[Items from an annotation dataset]
::::::
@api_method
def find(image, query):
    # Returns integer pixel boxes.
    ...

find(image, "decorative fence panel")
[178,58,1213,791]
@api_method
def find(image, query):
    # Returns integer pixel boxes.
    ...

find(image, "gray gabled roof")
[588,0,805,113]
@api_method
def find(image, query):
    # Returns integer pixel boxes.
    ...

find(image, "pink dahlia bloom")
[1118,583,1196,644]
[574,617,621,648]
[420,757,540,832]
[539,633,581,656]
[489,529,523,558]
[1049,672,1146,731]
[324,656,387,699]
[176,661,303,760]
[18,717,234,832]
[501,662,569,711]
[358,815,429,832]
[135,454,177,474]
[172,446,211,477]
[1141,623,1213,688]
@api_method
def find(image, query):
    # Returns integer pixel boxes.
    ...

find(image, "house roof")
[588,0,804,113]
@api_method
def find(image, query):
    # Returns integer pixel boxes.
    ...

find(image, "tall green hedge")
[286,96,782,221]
::::::
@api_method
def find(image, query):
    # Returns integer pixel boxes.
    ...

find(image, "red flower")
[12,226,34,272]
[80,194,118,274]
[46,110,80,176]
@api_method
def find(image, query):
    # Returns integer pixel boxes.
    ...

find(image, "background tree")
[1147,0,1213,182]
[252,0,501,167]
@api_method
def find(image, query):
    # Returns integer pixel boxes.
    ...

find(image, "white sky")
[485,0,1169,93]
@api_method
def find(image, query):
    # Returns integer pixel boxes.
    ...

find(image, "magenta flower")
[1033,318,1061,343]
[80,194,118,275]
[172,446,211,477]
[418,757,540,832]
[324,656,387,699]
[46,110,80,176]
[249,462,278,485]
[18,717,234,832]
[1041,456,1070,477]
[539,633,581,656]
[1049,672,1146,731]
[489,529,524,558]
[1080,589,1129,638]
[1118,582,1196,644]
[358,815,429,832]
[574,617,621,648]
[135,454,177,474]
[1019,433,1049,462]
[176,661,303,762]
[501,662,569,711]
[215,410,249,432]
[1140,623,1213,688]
::::::
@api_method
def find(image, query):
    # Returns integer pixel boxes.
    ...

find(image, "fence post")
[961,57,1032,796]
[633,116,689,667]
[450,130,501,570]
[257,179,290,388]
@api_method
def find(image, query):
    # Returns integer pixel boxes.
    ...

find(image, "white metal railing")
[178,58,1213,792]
::::::
Your task:
Please gather every line in the items above that contains the word "roof". Case matters.

Result of this exercise:
find(image, "gray gabled roof")
find(image, "house roof")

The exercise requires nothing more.